=== Selected excerpt ===
The SEGA branded version is silver with a SEGA logo on the side and was available as a prize in UFO Catcher machines, distributed by SegaPrize Europe.

Most versions have only one large gear transmitting power to the main rotor, but there exist versions with two smaller gears (such as the "Sky Challenger" set). They can be easily identified by the lack of the wide transparent plastic protector around the gear.

During 2008 a range of new picooz variations have been released including Picooz tandem Z-1 (chinook style) at the Picooz Atlas-Uranus (also known as the tricooZ). All of these are 3 channel helicopters and all include three different colours.
===
Write a continuation of the passage about Picooz toy helicopters, starting after its last sentence. The lines that come next are separate material and are not part of the passage about Picooz toy helicopters.
=== Given records ===
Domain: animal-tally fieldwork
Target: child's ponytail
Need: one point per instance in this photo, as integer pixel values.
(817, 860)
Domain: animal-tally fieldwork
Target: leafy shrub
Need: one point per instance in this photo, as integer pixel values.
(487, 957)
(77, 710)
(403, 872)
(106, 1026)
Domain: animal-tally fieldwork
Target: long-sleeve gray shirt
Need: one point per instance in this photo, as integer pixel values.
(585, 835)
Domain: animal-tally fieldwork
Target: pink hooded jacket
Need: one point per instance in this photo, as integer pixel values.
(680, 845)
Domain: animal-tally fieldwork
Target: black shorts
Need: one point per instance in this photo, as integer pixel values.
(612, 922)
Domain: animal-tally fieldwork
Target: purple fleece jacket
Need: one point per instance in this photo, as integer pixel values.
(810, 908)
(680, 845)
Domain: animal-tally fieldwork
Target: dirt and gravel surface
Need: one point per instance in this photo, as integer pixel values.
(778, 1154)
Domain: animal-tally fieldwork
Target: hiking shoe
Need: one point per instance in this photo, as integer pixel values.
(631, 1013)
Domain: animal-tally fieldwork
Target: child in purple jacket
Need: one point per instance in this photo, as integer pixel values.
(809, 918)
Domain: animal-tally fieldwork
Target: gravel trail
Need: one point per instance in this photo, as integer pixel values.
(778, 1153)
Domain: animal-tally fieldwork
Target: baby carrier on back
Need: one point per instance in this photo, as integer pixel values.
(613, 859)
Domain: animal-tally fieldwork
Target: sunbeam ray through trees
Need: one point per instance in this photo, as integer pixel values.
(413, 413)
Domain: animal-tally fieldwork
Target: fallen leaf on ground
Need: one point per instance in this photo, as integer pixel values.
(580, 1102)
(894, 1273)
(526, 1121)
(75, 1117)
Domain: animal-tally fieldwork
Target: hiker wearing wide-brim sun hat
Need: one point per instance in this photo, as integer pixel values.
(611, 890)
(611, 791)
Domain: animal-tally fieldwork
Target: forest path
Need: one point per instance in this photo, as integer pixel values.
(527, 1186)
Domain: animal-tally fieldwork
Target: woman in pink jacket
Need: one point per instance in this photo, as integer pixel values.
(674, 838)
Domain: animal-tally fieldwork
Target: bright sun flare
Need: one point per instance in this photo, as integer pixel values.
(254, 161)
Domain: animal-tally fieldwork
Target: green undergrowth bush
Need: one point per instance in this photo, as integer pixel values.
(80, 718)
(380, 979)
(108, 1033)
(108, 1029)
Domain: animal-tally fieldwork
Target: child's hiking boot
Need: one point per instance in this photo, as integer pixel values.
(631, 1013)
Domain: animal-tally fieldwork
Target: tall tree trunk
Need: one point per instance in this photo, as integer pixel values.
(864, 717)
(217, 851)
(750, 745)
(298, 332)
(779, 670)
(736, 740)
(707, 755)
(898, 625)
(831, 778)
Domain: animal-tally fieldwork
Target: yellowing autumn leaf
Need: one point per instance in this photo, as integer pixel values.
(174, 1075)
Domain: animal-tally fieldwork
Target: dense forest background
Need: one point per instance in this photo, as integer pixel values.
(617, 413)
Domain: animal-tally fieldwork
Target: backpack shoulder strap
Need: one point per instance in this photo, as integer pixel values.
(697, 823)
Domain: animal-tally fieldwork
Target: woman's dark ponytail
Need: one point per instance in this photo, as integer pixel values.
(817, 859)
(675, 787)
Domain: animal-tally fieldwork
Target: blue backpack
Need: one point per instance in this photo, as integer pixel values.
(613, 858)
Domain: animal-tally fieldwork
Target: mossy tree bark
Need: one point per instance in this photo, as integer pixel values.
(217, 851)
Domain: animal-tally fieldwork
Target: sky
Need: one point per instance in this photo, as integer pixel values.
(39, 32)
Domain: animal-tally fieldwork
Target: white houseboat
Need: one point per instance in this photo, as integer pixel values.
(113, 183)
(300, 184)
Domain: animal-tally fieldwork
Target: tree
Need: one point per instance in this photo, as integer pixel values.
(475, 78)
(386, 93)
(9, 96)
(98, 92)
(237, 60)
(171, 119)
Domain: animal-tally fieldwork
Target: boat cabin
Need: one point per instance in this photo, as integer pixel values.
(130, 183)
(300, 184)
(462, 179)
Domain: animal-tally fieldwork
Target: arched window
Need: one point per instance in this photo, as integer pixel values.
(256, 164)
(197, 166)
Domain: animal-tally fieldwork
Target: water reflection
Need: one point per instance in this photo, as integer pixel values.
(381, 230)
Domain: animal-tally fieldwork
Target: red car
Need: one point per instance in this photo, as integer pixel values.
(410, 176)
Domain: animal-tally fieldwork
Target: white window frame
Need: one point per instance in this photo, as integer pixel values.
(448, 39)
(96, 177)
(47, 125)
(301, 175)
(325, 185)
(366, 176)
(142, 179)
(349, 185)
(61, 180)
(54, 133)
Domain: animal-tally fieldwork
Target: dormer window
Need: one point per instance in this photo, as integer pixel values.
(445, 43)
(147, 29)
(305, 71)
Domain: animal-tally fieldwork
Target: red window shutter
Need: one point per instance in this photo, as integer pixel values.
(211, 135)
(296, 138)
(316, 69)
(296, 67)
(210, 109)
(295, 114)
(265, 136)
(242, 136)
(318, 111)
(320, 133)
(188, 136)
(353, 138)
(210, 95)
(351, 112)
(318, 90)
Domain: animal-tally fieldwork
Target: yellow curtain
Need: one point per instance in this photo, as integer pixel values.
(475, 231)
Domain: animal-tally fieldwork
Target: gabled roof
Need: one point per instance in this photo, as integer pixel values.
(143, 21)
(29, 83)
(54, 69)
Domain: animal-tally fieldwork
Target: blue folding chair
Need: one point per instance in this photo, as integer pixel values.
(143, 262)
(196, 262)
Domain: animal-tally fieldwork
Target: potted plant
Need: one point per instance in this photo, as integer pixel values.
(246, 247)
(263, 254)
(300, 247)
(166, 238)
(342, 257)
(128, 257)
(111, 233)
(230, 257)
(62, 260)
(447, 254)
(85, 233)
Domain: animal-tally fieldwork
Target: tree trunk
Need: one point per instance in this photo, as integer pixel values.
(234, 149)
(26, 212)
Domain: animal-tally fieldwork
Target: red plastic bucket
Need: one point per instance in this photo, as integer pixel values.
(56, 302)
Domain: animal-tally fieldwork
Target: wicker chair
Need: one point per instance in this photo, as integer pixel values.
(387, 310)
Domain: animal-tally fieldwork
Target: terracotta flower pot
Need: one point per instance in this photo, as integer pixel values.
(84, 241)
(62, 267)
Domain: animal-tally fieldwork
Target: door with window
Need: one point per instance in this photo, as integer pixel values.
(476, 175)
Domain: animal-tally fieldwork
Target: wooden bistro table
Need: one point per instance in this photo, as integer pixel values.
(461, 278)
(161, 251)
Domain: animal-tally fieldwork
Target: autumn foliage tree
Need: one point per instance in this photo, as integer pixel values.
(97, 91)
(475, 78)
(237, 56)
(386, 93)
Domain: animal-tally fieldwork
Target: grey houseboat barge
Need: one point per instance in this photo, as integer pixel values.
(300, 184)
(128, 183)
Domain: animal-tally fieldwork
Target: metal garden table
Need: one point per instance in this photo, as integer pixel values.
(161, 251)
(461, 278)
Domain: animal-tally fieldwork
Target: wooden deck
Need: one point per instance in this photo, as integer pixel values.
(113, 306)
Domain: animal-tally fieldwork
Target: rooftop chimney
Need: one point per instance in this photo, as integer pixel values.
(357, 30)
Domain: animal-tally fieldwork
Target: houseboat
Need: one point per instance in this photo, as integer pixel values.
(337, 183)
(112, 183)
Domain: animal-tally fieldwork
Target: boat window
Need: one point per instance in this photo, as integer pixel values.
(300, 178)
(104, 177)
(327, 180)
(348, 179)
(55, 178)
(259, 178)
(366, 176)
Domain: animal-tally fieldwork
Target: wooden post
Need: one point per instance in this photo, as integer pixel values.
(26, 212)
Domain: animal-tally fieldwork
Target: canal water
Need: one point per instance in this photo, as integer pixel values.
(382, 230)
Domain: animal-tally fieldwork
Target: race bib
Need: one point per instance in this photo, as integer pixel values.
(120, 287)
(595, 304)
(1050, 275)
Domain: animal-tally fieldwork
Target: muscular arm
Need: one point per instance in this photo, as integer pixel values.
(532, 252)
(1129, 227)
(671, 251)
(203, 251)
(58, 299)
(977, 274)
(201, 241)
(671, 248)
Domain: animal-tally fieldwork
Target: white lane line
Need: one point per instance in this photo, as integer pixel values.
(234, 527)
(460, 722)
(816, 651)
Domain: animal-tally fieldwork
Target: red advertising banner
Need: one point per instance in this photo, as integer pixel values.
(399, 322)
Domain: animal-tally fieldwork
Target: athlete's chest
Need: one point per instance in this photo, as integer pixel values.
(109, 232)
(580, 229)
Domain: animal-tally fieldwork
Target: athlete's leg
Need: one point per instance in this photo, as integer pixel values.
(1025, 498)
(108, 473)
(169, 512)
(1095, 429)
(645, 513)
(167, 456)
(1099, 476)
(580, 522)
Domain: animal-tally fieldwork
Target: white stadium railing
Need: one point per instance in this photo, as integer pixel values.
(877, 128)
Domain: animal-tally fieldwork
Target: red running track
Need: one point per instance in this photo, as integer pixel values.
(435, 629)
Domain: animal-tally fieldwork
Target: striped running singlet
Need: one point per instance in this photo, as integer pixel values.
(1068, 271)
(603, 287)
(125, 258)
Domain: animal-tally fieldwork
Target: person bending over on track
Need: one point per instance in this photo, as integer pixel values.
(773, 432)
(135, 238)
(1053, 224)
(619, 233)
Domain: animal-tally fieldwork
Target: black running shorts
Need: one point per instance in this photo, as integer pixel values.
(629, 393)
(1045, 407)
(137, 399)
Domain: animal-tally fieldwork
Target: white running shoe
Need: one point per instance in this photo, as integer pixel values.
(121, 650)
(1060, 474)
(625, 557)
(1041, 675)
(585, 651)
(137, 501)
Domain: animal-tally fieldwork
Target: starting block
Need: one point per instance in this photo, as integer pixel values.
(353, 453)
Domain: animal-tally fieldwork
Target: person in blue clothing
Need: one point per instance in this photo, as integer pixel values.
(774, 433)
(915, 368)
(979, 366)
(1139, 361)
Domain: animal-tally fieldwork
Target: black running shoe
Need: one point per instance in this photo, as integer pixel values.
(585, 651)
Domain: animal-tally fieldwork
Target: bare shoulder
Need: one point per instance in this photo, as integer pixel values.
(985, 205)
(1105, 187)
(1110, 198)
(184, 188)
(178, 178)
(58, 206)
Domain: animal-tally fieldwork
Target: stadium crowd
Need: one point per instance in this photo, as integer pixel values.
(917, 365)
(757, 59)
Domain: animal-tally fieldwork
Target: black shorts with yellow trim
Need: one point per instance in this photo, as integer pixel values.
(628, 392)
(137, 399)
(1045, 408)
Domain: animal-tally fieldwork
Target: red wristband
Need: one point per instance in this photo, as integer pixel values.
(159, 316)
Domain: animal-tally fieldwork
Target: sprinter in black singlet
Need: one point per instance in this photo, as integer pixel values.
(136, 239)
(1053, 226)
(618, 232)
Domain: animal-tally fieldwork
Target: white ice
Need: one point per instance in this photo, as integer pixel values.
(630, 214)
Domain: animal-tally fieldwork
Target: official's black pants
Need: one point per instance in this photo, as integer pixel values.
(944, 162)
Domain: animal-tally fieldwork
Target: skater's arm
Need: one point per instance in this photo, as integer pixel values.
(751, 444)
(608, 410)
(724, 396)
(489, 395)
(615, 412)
===
**Task result:**
==Sky Challenger==
Sky Challenger is a set of two custom body picoo z helicopters. Each helicopter is equipped with an infra-red LED which is used to "shoot" the other helicopter. The set generally comes with 2 picoo z's in Red and Blue paint schemes and 2 controllers. The controllers are the same as normal picoo z controllers apart from a shoulder button used to "fire" the infra-red.
There are 3 stages to the game. The 1st shot will cause the enemy helicopter to spin, the 2nd shot will cause the enemy helicopter to drop in power, the 3rd shot will cause the enemy helicopter to lose all power, causing it to fall to the floor.
The helicopters generally come preset to the A and B frequency options.